Tasks to perform:
(a) In the passage on the Treaty of Guarantee, what does Article I bar Cyprus from doing?
(b) Drawing on the passage on the Treaty of Guarantee, explain why Turkey claimed the right to take unilateral action.

Passage provided start

The Treaty of Guarantee is a treaty between Cyprus, Greece, Turkey, and the United Kingdom that was promulgated in 1960.

Article I bans Cyprus from participating in any political union or economic union with any other state. Article II requires the other parties to guarantee the independence, territorial integrity, and security of Cyprus.
Article IV reserves the right of the guarantor powers to take action to re-establish the current state of affairs in Cyprus, a provision that was used as justification for the Turkish invasion of 1974. The treaty also allowed the United Kingdom to retain sovereignty over two military bases.

Article IV entitled these three guarantor powers to multilateral action among them or, as a last resort if no concerted action seemed possible, each guarantor to unilateral actions confined to restoring its status according to the treaty as a democratic, bicommunal, single, sovereign independent state:

Initially, a bicommunal independent state was at stake because of the July 1974 coup and several Turkish Cypriot enclaves being attacked at the onset of the coup. Those circumstances made Turkey claim the right to unilateral action, as provided by the treaty, by first invading and creating a bridgehead and corridor between Kyrenia and Nicosia enclave.

Passage provided end
Provided data start

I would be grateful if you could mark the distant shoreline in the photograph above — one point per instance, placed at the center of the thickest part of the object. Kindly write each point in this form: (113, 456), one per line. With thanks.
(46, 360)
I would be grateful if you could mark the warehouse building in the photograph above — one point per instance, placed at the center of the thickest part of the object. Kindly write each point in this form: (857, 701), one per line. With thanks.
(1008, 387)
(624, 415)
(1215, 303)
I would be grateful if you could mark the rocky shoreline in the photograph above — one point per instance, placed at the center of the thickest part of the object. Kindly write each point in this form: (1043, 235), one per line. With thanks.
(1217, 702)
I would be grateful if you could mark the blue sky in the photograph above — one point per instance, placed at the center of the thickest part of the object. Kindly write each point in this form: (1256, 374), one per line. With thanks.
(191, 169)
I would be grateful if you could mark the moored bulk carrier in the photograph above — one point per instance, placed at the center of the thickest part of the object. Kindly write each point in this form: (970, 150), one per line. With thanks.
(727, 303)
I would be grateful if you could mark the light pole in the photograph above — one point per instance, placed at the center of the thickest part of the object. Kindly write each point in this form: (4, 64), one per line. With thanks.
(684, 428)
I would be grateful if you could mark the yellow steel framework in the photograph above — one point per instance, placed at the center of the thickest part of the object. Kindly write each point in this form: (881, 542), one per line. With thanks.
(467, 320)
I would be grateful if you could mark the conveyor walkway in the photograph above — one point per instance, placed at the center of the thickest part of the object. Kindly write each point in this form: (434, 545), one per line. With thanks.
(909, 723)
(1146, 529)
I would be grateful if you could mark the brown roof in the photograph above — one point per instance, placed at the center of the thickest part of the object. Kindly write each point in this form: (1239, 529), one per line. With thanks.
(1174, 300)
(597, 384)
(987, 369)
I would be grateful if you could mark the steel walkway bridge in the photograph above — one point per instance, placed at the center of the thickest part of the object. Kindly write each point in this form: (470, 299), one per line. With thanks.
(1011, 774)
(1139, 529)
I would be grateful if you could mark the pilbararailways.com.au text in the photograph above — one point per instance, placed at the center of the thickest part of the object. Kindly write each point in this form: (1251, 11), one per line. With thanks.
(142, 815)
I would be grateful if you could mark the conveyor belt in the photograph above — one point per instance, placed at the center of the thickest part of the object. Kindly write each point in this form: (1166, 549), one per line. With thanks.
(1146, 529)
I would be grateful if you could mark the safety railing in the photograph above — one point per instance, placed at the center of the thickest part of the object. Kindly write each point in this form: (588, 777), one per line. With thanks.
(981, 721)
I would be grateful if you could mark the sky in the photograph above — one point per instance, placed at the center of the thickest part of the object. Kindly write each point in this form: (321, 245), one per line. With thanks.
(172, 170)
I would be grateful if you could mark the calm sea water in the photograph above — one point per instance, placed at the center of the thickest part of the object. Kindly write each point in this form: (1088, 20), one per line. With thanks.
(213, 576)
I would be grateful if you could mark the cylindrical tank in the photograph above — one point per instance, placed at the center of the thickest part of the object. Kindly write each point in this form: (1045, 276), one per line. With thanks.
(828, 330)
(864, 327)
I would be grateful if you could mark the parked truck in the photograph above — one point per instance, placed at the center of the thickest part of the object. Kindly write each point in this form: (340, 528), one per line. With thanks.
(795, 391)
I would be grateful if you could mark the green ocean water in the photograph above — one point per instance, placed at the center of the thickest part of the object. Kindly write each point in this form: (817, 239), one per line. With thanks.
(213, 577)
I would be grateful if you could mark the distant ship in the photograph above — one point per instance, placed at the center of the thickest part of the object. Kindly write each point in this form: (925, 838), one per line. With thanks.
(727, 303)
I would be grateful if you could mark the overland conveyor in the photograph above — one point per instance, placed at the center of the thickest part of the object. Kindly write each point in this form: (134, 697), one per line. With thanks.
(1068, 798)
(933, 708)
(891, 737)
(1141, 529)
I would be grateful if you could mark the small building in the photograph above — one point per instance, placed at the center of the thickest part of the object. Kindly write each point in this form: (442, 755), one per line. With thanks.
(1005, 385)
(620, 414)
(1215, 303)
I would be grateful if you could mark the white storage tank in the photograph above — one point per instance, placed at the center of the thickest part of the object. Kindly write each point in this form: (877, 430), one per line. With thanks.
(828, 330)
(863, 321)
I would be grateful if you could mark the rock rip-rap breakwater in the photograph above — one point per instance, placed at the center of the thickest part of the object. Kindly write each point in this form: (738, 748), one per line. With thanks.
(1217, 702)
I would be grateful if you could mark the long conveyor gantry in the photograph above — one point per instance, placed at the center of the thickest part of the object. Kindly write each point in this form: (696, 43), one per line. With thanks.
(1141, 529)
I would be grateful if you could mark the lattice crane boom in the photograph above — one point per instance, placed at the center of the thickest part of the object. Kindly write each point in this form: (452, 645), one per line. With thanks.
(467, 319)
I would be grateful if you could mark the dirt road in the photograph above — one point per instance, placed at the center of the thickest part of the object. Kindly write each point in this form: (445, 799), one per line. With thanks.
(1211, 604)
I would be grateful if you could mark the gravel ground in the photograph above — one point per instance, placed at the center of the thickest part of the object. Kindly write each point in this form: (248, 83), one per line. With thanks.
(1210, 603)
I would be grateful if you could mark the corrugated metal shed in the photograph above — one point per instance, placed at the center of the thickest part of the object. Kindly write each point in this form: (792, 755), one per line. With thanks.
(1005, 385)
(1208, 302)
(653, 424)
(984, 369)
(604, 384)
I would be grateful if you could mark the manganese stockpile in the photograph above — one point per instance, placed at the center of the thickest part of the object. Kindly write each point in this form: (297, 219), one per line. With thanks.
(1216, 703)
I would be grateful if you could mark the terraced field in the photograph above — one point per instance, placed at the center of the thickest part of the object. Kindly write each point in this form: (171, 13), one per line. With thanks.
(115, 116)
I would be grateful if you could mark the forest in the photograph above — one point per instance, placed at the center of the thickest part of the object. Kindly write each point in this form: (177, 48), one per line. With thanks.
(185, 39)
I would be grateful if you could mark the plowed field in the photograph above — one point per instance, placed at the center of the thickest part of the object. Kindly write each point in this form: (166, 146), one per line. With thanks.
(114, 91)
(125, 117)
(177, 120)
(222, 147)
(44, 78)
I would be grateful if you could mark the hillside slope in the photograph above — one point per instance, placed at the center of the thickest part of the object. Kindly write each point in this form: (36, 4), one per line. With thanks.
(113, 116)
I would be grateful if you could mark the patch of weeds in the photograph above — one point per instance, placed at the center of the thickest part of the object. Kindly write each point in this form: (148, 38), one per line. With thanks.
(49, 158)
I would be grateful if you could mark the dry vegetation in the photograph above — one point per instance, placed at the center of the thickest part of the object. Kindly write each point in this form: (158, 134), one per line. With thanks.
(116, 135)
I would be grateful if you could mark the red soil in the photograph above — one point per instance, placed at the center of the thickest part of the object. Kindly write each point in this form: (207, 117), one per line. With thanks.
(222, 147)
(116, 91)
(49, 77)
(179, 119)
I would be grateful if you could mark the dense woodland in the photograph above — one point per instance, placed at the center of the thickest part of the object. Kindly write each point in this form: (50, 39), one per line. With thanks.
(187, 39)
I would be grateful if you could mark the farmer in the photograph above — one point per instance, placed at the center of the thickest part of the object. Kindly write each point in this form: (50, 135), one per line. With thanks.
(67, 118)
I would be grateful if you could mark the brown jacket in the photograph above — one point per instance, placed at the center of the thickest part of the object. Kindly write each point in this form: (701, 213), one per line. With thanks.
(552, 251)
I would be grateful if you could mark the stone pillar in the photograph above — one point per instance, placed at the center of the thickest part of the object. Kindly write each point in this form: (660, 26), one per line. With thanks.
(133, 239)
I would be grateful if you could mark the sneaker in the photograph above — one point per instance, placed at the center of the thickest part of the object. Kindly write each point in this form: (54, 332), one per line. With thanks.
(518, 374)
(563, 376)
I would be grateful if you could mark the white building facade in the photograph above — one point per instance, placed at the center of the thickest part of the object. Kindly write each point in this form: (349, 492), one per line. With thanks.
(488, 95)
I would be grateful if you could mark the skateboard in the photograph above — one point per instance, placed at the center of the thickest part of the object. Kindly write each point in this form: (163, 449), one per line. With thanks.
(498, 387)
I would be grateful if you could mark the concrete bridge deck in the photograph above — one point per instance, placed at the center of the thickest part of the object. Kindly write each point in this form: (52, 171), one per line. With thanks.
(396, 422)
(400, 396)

Provided data end

Expected results:
(a) Article I bars Cyprus from participating in any political union or economic union with any other state.

(b) The July 1974 coup and attacks on several Turkish Cypriot enclaves at its onset put a bicommunal independent state at stake. Those circumstances led Turkey to claim the right to unilateral action as provided by the treaty.